begin
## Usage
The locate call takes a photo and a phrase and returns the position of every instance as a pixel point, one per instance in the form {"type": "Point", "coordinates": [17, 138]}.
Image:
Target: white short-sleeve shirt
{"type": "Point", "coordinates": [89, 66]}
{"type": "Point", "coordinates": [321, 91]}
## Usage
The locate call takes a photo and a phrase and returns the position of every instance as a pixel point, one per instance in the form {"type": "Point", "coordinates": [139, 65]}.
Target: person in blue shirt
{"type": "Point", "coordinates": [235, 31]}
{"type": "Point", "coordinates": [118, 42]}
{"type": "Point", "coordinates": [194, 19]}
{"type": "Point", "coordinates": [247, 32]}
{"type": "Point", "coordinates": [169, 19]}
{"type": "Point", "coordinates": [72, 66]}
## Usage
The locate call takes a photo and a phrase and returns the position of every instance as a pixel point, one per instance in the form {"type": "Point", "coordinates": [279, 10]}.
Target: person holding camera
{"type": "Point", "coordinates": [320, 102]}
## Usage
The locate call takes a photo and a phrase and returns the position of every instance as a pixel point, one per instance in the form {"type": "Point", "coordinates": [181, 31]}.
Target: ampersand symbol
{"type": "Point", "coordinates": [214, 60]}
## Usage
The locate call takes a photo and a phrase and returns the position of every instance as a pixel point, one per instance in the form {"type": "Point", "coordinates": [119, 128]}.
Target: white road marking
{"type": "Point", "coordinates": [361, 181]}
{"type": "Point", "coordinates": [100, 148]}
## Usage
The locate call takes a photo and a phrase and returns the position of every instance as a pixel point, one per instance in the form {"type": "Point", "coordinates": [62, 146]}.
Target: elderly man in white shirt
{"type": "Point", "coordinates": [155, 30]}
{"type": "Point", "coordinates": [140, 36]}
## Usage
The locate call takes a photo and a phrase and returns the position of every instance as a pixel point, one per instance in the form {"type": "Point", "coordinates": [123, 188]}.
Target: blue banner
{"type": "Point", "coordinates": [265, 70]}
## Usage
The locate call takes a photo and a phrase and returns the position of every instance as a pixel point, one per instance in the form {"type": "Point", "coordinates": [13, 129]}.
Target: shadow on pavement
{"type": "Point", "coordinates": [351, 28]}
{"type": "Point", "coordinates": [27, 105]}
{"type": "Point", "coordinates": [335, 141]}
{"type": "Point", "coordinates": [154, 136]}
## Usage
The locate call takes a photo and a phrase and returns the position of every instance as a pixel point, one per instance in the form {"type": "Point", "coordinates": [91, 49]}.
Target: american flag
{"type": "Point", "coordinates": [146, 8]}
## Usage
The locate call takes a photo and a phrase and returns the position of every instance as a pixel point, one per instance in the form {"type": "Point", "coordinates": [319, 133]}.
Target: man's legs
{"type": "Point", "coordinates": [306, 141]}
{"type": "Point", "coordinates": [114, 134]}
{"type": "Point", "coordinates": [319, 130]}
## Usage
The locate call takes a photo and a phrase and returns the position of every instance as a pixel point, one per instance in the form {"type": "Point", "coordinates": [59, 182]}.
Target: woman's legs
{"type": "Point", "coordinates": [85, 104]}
end
_What the task requires_
Each entry above is to be printed again exactly.

_Task solution_
## Usage
The locate call takes a photo and a phrase and returns the position of every instance as a pixel point, one per instance in the form {"type": "Point", "coordinates": [17, 138]}.
Image:
Target: white short-sleeve shirt
{"type": "Point", "coordinates": [89, 66]}
{"type": "Point", "coordinates": [321, 91]}
## Usage
The locate call takes a photo and a phrase and returns the position of every instance as a pixel point, one per instance in the form {"type": "Point", "coordinates": [139, 65]}.
Target: person in blue shirt
{"type": "Point", "coordinates": [235, 31]}
{"type": "Point", "coordinates": [118, 42]}
{"type": "Point", "coordinates": [194, 19]}
{"type": "Point", "coordinates": [247, 32]}
{"type": "Point", "coordinates": [169, 19]}
{"type": "Point", "coordinates": [72, 66]}
## Usage
The locate call takes a photo and a phrase and returns the position of every instance as a pixel point, one per instance in the form {"type": "Point", "coordinates": [279, 10]}.
Target: person holding camera
{"type": "Point", "coordinates": [320, 102]}
## Usage
The locate call takes a photo and a phrase and returns the position of every instance as a pixel point, one per instance in the form {"type": "Point", "coordinates": [181, 31]}.
Target: ampersand symbol
{"type": "Point", "coordinates": [214, 60]}
## Usage
The locate call takes a photo and a phrase and returns the position of every instance as a pixel point, one per instance in the form {"type": "Point", "coordinates": [119, 128]}.
Target: white road marking
{"type": "Point", "coordinates": [361, 181]}
{"type": "Point", "coordinates": [100, 148]}
## Usage
The locate call takes a photo and a phrase and returns the position of every instance as a pixel point, one per instance in the form {"type": "Point", "coordinates": [62, 146]}.
Target: elderly man in white shirt
{"type": "Point", "coordinates": [155, 30]}
{"type": "Point", "coordinates": [140, 36]}
## Usage
The locate call takes a photo and a phrase and returns the position of every instance as a pixel point, one per instance in the form {"type": "Point", "coordinates": [123, 188]}.
Target: blue banner
{"type": "Point", "coordinates": [265, 70]}
## Usage
The locate call takes a photo and a phrase and returns the position of every instance as a pixel point, one per instance in the form {"type": "Point", "coordinates": [13, 129]}.
Target: shadow on pavement
{"type": "Point", "coordinates": [351, 28]}
{"type": "Point", "coordinates": [27, 105]}
{"type": "Point", "coordinates": [335, 141]}
{"type": "Point", "coordinates": [154, 136]}
## Usage
The locate call takes a photo and a phrase and returns the position of every instance as a pixel point, one per instance in the form {"type": "Point", "coordinates": [91, 49]}.
Target: american flag
{"type": "Point", "coordinates": [146, 8]}
## Usage
The locate call takes a photo and a phrase and returns the position of every instance as a pixel point, one per instance in the form {"type": "Point", "coordinates": [319, 133]}.
Target: man's legs
{"type": "Point", "coordinates": [306, 141]}
{"type": "Point", "coordinates": [114, 134]}
{"type": "Point", "coordinates": [319, 130]}
## Usage
The locate call takes a photo and a phrase and returns the position of every instance as a pixel point, one per instance in the form {"type": "Point", "coordinates": [59, 182]}.
Target: woman's legs
{"type": "Point", "coordinates": [85, 104]}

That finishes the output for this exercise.